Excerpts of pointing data
■ ■ ■ ■

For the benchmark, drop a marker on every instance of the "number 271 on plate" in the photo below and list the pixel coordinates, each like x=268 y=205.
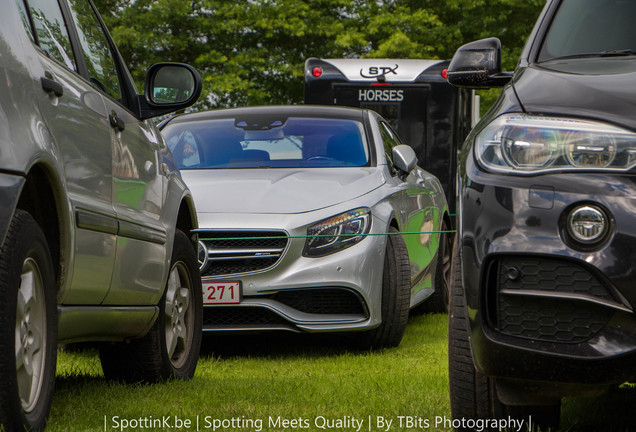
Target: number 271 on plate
x=221 y=292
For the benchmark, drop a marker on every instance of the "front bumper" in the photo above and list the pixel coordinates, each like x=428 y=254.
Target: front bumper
x=548 y=318
x=337 y=292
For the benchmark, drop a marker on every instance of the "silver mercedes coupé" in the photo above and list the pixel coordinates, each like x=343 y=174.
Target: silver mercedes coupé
x=313 y=219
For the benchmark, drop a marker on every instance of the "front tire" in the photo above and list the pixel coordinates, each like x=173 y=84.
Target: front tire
x=28 y=326
x=171 y=348
x=472 y=394
x=438 y=301
x=396 y=296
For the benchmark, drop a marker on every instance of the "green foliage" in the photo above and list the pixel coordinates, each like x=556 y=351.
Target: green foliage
x=253 y=52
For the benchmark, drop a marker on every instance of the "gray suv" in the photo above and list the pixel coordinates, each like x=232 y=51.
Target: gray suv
x=95 y=219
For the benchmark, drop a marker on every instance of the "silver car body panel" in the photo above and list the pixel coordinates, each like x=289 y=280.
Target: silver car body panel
x=117 y=193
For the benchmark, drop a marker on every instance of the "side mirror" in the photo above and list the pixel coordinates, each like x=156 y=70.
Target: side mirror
x=478 y=65
x=169 y=87
x=404 y=158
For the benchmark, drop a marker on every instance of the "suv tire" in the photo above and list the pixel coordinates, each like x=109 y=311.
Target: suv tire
x=171 y=347
x=472 y=394
x=28 y=326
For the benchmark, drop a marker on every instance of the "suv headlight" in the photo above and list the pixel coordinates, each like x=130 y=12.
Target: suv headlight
x=520 y=144
x=337 y=233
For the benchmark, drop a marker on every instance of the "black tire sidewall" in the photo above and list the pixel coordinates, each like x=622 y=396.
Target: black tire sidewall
x=396 y=291
x=183 y=252
x=25 y=239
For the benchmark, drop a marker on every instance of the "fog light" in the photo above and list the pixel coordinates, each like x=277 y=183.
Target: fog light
x=587 y=224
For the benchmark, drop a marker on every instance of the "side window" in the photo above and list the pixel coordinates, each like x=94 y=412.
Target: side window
x=102 y=69
x=51 y=31
x=390 y=140
x=24 y=16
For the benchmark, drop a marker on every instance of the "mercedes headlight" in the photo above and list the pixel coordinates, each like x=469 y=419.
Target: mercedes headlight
x=519 y=143
x=337 y=233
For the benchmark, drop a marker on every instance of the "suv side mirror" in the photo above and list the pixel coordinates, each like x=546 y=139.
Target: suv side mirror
x=404 y=158
x=169 y=87
x=478 y=65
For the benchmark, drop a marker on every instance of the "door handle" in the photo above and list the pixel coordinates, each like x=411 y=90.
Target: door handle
x=116 y=123
x=49 y=85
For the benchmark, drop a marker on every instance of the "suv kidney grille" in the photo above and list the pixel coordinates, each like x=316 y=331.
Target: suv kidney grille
x=233 y=252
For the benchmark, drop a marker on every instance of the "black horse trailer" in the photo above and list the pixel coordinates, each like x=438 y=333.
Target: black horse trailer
x=428 y=113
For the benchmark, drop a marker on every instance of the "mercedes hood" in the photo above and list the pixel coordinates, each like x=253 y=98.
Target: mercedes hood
x=279 y=191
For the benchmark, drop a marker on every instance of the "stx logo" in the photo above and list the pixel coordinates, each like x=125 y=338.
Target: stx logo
x=375 y=71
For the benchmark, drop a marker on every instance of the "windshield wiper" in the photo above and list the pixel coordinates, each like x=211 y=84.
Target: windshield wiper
x=609 y=53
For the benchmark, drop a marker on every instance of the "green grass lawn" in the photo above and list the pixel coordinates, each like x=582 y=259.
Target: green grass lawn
x=294 y=383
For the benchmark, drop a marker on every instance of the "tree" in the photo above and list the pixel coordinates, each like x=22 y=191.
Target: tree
x=253 y=52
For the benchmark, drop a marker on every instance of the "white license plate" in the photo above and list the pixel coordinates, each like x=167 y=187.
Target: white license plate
x=221 y=292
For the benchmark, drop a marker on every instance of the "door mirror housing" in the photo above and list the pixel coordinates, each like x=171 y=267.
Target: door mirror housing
x=478 y=65
x=169 y=87
x=404 y=158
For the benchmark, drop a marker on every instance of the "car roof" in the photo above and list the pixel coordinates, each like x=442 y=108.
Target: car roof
x=281 y=110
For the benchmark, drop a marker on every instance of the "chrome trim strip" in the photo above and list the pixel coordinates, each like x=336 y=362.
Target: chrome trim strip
x=139 y=232
x=221 y=251
x=96 y=222
x=567 y=296
x=241 y=257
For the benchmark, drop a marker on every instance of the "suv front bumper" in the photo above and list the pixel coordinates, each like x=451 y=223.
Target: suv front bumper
x=546 y=315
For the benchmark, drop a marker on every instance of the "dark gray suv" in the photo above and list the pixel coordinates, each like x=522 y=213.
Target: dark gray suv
x=95 y=219
x=543 y=297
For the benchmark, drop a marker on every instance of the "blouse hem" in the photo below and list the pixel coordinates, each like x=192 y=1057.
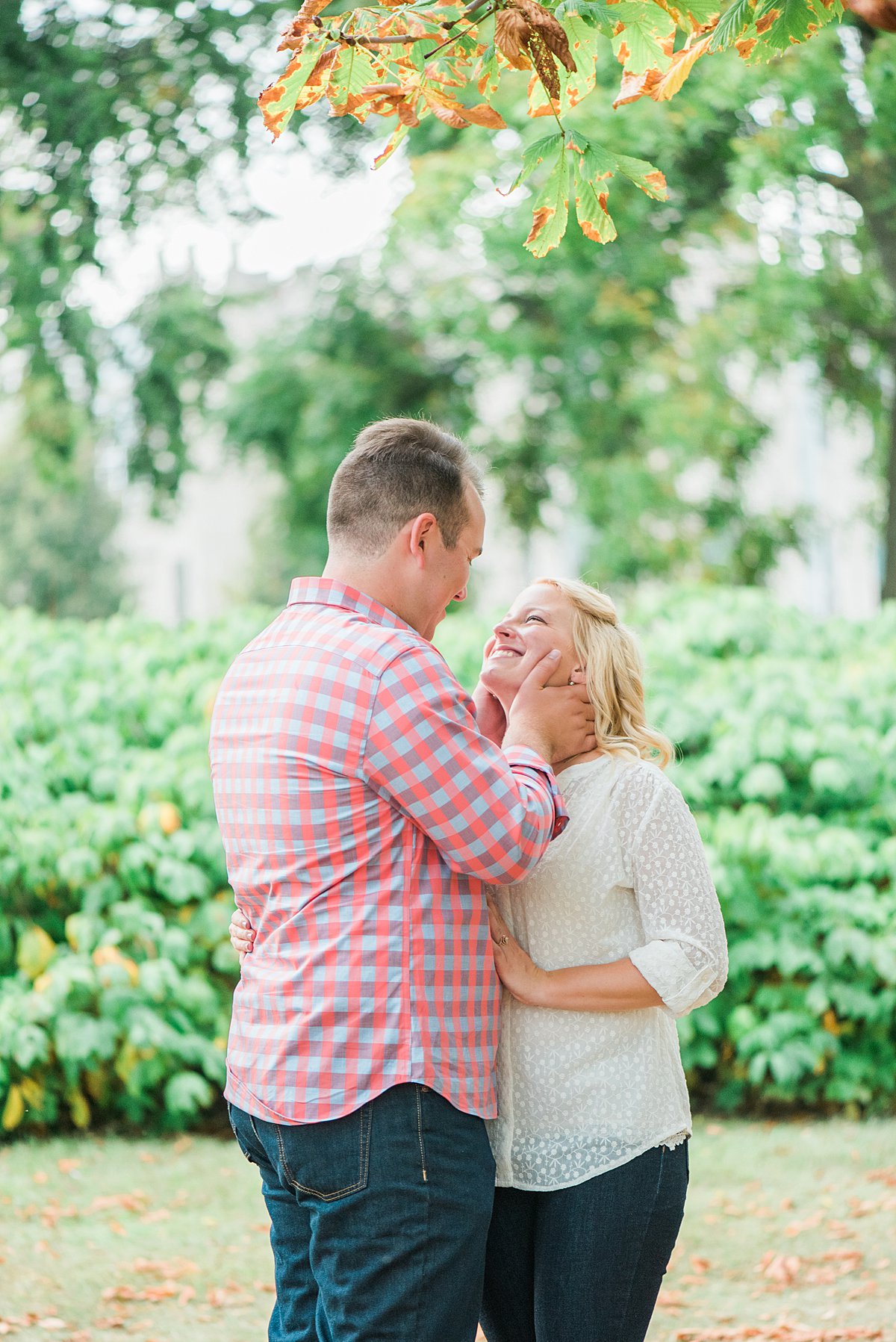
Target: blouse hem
x=670 y=1141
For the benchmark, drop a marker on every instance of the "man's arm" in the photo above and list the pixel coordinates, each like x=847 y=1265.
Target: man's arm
x=491 y=815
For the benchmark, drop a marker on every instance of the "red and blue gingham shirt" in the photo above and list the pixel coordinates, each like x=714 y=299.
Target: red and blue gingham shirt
x=361 y=811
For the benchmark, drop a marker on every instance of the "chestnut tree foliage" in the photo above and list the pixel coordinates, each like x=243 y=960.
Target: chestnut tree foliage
x=411 y=60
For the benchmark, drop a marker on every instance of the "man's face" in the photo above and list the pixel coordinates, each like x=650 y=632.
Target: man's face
x=448 y=571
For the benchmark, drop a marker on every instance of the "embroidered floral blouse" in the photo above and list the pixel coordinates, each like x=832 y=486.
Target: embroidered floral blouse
x=581 y=1093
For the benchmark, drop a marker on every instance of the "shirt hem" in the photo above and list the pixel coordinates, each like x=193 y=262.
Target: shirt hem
x=239 y=1096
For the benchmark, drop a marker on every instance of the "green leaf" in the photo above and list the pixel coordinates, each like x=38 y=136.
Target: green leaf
x=601 y=15
x=533 y=156
x=644 y=175
x=584 y=40
x=35 y=951
x=278 y=101
x=699 y=11
x=591 y=200
x=796 y=20
x=552 y=208
x=731 y=25
x=180 y=880
x=187 y=1094
x=488 y=72
x=645 y=25
x=352 y=72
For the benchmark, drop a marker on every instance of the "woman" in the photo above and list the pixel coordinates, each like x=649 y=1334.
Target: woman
x=615 y=934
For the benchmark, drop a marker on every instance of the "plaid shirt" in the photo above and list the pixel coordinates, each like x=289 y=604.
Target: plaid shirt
x=361 y=811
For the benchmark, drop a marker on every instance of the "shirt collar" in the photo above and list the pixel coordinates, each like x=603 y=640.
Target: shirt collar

■ ■ ■ ■

▶ **Task prompt**: Render the lines above as a numbered list, skipping blank lines and leaving out the pictures.

▶ **Result**:
1. For the benchmark, drop a marker on every instance of the "number 271 on plate" in the photo below and list the pixel coordinates, each like x=268 y=205.
2. Target: number 271 on plate
3. x=221 y=292
4. For the benchmark, drop a marker on every instance of the "front bumper" in the photo above and list the pixel coordinates, each like x=428 y=254.
5. Target: front bumper
6. x=548 y=318
7. x=337 y=292
8. For the benchmark, drop a marker on every instance of the "silver mercedes coupé" in the photo above and list the pixel coordinates, each like x=343 y=174.
9. Target: silver mercedes coupé
10. x=313 y=219
11. For the benchmark, drop a marker on every instance of the "front tire" in the photo above and list the pixel coordinates, each like x=173 y=84.
12. Target: front tire
13. x=28 y=326
14. x=171 y=348
15. x=472 y=394
16. x=438 y=301
17. x=396 y=296
18. For the benchmark, drop a marker on every instance of the "green foliage" in the photo above and list the pixel coordinates, each like x=556 y=351.
19. Target: green foliage
20. x=253 y=52
21. For the benchmark, drop a marker on every instance of the "gray suv" in the photo above and list the pixel coordinates, each like x=232 y=51.
22. Target: gray suv
23. x=95 y=219
24. For the benchmark, drop a marker on every instance of the "silver car body panel" in the photo above and list the pixel coordinates, each like x=289 y=280.
25. Target: silver car body panel
26. x=117 y=193
27. For the benchmark, drop a marker on every instance of the "side mirror" in the photo above and list the pixel coordinates, each like x=156 y=70.
28. Target: side mirror
29. x=478 y=65
30. x=169 y=87
31. x=404 y=158
32. For the benchmark, drop a marker on every instance of the "suv tire" in the photo above and list the pixel coordinates, each like x=109 y=311.
33. Target: suv tire
34. x=171 y=347
35. x=472 y=394
36. x=28 y=326
37. For the benchmark, drop a marker on every instance of the "suv headlight" in the photo above and list the pixel coordinates, each like x=130 y=12.
38. Target: suv headlight
39. x=520 y=144
40. x=337 y=233
41. For the benchmark, drop a marker on every instance of the "black tire sidewall" in the photo above and list the pixel coordinates, each like x=622 y=396.
42. Target: black tire sidewall
43. x=396 y=291
44. x=183 y=252
45. x=25 y=239
46. For the benchmark, drop a marker on every instance of the "fog light" in the photo above and list the pixel coordinates, each like x=277 y=183.
47. Target: fog light
48. x=587 y=224
49. For the benchmark, drop a marker on every instance of the "side window" in the photo above and list the pixel coordinates, each like x=94 y=412.
50. Target: side window
51. x=102 y=69
52. x=51 y=31
53. x=390 y=140
54. x=24 y=16
55. For the benchmark, drop a marker on every instance of the "mercedes headlight" in the photo above and list the pixel coordinates, each like x=469 y=419.
56. Target: mercedes headlight
57. x=519 y=143
58. x=337 y=233
59. For the benchmark, drop a marker on every instance of the "suv side mirror" in the photo above and list the pixel coordinates, each like x=546 y=139.
60. Target: suv side mirror
61. x=404 y=158
62. x=169 y=87
63. x=478 y=65
64. For the benchmark, drop a marker on every instance of the "door handle" in the photo above and list the pixel coordinates, each like x=411 y=90.
65. Target: door handle
66. x=116 y=123
67. x=49 y=85
68. For the benchmark, drop a marker on every instance of the "suv kidney grille" in the photo above and list the pixel coordinates, each like x=316 y=331.
69. Target: suv kidney grille
70. x=233 y=252
71. For the benchmark, drop a marker on every instance of the "black horse trailer" in the photo above and list the pixel coordinates, each like x=438 y=333.
72. Target: black horse trailer
73. x=428 y=113
74. For the benchmark, drop a marker on every instance of the "mercedes hood" in the photo above and list the pixel coordinates, each like x=253 y=98.
75. Target: mercedes hood
76. x=279 y=191
77. For the benchmark, drop a marker on every instance of the "stx logo" in the photo above and list the pixel coordinates, each like x=125 y=338.
78. Target: stx logo
79. x=375 y=71
80. For the benchmark, drop a marker on every instance of the "windshield wiper" in the photo above and list the pixel coordinates, each like x=211 y=84.
81. Target: windshield wiper
82. x=609 y=53
83. For the benchmark, drop a marker on every instance of the "green grass lawn" in the photo above and list the pixel coordinates, each like x=582 y=259.
84. Target: green grass lawn
85. x=294 y=383
86. For the benchmark, drop a marker on every instance of the "tree" in the photo above and list the pixel coordinates, each like x=22 y=191.
87. Target: tree
88. x=253 y=52
89. For the benchmark, drop a marker on every instance of the "white license plate" in the photo above and list the pixel coordinates, each like x=167 y=187.
90. Target: white license plate
91. x=221 y=292
92. For the benchmark, drop a marker on every instance of the "door mirror housing" in the photo above and list the pixel coordinates, each like x=171 y=267.
93. Target: door mirror housing
94. x=478 y=65
95. x=169 y=87
96. x=404 y=158
97. For the benchmark, drop a marker on every instance of the "car roof" in the photo above and list the pixel coordinates, each like x=442 y=108.
98. Target: car roof
99. x=281 y=110
100. For the benchmark, drop a marker on every instance of the "chrome trim strip" in the photo above and list the pixel coordinates, each like x=336 y=362.
101. Target: chrome trim strip
102. x=139 y=232
103. x=221 y=251
104. x=96 y=222
105. x=567 y=296
106. x=241 y=257
107. For the benchmark, drop a marker on every instance of the "suv front bumper" in the photo above and list the pixel coordinates, each like x=451 y=223.
108. Target: suv front bumper
109. x=546 y=315
110. For the benchmark, drop a marker on every instance of the "dark gray suv" in the photo above and list the pixel coordinates, each like x=522 y=213.
111. Target: dark gray suv
112. x=95 y=219
113. x=543 y=297
114. For the benchmark, drop a marker on every instance of the "blouse hem" in the photo below and list the pixel coordinates, each like x=192 y=1057.
115. Target: blouse hem
116. x=670 y=1141
117. For the benchmark, drop a marker on every instance of the "man's arm" in the photo above and list the pixel coordinates, each like x=847 y=1265.
118. Target: man's arm
119. x=491 y=815
120. For the benchmark, drop a marker on every instance of the "red and blue gingham shirt" in the photo above and list the pixel coordinates, each like x=714 y=299.
121. Target: red and blue gingham shirt
122. x=361 y=811
123. For the benchmark, drop a marker on every instance of the "chestnut tree foliage" in the photo above and list the pixel coordinates, each like x=243 y=960.
124. Target: chestnut tree foliage
125. x=411 y=60
126. For the benchmark, drop a marker on every instance of the "man's face" in the photo above and list the pixel coordinates, each like x=650 y=632.
127. Target: man's face
128. x=448 y=571
129. For the benchmark, drop a marker on every instance of the "embroidered floral blouse" in the photo above and list the pixel coordinates, each like x=832 y=486.
130. Target: embroidered floral blouse
131. x=581 y=1093
132. For the benchmark, drop a marker on every instance of the "shirt hem" in the photo above and list the pixel coordinates, each like x=193 y=262.
133. Target: shirt hem
134. x=239 y=1096
135. For the benchmark, drop a marker on every instance of the "green leaf" in the photo above and list the pixel coordinates, each like x=38 y=136.
136. Target: green leaf
137. x=601 y=15
138. x=533 y=156
139. x=644 y=175
140. x=584 y=40
141. x=35 y=951
142. x=278 y=101
143. x=699 y=11
144. x=591 y=200
145. x=796 y=20
146. x=552 y=208
147. x=731 y=25
148. x=180 y=880
149. x=187 y=1094
150. x=488 y=72
151. x=645 y=25
152. x=352 y=72
153. For the benchmark, drop a marker on every instance of the "woman" in the photo above and list the pixel coordinates, each like x=649 y=1334.
154. Target: woman
155. x=615 y=934
156. For the benchmark, drop a marker on every instance of the "plaid shirt" in the photo above and list the pixel coordinates, each like x=289 y=604.
157. Target: plaid shirt
158. x=361 y=811
159. For the benchmark, drop a marker on every instance of the "shirt collar" in the photo above and list the pixel coordinates, each like x=603 y=640.
160. Target: shirt collar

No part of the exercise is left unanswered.